▶ **WHAT TO DO**: In the article about the return of the nighthawk, what wingspan is given for nighthawks?

▶ **TEXT UNDER STUDY**:
Fly By Night: The return of the nighthawk | The Source Weekly - Bend, Oregon

Fly By Night: The return of the nighthawk

Two nestling nighthawks in "nest." Our common nighthawks are back, but a little over two weeks late. Birds arriving "back home" late, in lesser numbers-or

Two nestling nighthawks in "nest." Our common nighthawks are back, but a little over two weeks late. Birds arriving "back home" late, in lesser numbers-or not at all-is worrisome these days. With the mounting evidence of peculiarities in the natural world around us attributable to global warming it's a little scary when birds like nighthawks are late coming back "home" to nest.

Nighthawks devour tons and tons of insects for a living, and they're not confined to any one continent while doing it. They raise babies in North America in summer, but as soon as the kids are on the wing, they head out for Brazil and other points south.

Nighthawks are a mysterious and often misunderstood bird that is referred to by a variety of misleading names such as "goatsucker," "bull bat," "night jar," and "mosquito hawk." They have a 12-inch wingspan, are shaped like boomerangs and very agile in flight. The fact that they appear at night likely accounts for the name "bull bat." If you can smoke that one out, you're a better man than I, Gunga Din.


"Goat sucker" is a little easier to figure out. The origin of this misnomer is traced back to when superstitious goat herders observed nighthawks flying above their goats in the evening with their large mouths agape. When the shepherds gathered around the campfire to drink wine and tell stories, they initiated the myth that these large-mouthed birds were sucking milk from the goats. Yeah, and elephants can fly...

Actually, nighthawks use their huge, gaping mouths to feed on insects flushed from the ground into the air by the goats' movements. Honest! If you could see the nighthawk's gaping mouth up close, as they zip by at dawn and dusk, scooping insects out of the air, you'd notice the extra large mouth is fringed with stiff bristles to aid in capturing flying insects.

The common name "nighthawk" is also a misuse of the English language; they are not even closely related to raptors, which is from the Latin "to seize." The fact is: a nighthawk's feet are so useless that it can't perch on a limb or wire. In the biological picture, nighthawks are more related to swifts and swallows.

▶ **LISTED ENTRIES**:
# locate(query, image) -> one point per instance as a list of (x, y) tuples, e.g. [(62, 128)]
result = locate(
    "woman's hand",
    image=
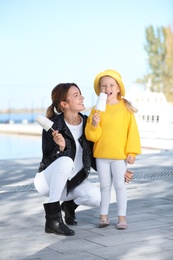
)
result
[(95, 119), (59, 140), (128, 176)]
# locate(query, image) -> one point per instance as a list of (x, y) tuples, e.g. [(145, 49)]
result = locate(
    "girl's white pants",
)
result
[(52, 181), (112, 171)]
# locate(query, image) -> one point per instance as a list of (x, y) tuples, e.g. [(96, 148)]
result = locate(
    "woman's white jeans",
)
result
[(52, 183), (112, 171)]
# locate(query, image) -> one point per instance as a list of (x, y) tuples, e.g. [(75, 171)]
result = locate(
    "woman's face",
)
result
[(110, 87), (74, 100)]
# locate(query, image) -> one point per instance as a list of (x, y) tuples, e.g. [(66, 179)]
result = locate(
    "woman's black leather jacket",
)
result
[(51, 150)]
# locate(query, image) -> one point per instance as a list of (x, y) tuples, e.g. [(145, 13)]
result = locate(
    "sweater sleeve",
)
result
[(92, 133), (133, 146)]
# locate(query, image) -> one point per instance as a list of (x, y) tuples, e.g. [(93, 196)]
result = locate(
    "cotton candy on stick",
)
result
[(44, 122), (101, 102)]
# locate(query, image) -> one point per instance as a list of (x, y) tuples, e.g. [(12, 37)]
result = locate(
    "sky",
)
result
[(46, 42)]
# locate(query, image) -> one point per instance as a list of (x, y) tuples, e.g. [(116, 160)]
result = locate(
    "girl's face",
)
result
[(74, 100), (110, 87)]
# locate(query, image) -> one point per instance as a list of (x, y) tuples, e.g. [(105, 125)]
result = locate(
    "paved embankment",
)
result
[(149, 215)]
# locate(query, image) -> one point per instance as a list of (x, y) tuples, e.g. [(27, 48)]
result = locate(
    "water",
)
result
[(20, 147)]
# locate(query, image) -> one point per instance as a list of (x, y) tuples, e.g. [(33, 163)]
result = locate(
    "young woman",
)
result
[(116, 142), (66, 161)]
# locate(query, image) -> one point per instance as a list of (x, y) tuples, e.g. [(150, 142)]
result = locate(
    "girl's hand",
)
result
[(130, 159), (128, 176), (59, 140), (95, 119)]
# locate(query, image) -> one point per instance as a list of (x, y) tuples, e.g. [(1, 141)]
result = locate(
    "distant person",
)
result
[(66, 161), (116, 143)]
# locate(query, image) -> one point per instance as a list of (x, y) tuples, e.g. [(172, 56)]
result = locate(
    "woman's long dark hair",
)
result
[(59, 93)]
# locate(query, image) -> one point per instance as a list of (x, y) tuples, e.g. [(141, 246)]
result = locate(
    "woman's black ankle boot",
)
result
[(54, 223), (69, 208)]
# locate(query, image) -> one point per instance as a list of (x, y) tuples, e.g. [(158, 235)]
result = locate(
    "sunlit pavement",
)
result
[(150, 216)]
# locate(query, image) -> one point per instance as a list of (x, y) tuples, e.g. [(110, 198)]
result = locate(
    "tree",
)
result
[(159, 48)]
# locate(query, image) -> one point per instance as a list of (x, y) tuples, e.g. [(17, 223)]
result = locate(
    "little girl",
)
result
[(116, 143)]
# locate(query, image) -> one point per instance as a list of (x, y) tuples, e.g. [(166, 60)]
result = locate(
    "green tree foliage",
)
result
[(159, 48)]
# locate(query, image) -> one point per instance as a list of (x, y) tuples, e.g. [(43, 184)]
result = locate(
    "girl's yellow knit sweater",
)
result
[(117, 134)]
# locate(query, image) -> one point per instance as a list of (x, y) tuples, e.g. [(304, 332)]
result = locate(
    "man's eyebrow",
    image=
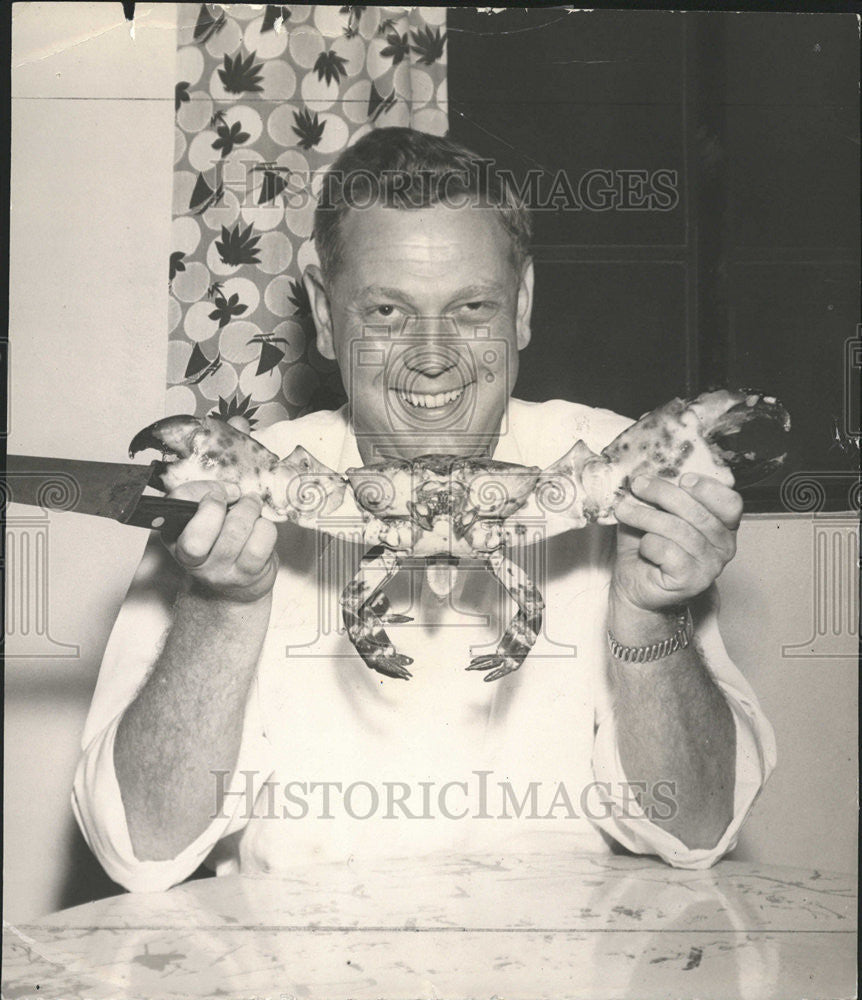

▶ **SOLUTION FOR THIS EXERCISE**: Nighthawks have a 12-inch wingspan.